◆ YOUR TASK ◆
Your answer must be an exact repetition of every record.

*** DATA IN THIS EXERCISE ***

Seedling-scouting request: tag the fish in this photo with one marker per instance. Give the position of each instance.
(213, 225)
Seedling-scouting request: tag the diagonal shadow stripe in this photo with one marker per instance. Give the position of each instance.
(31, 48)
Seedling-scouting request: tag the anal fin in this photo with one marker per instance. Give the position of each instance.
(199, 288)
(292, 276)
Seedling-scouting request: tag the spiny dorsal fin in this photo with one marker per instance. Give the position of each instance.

*** End of DATA IN THIS EXERCISE ***

◆ ANSWER TO THIS PROBLEM ◆
Seedling-scouting request: tag the fish in this photo with one marker per instance. Give the position of each instance.
(213, 225)
Seedling-scouting request: tag the diagonal shadow stripe in this photo with one marker per instance. Give the position of each instance.
(31, 48)
Seedling-scouting request: tag the anal fin in this photo with one marker per instance. Give the position of each instance.
(199, 288)
(292, 276)
Seedling-scouting request: tag the spiny dorsal fin in this photo with one marker per instance. Give the position of each instance.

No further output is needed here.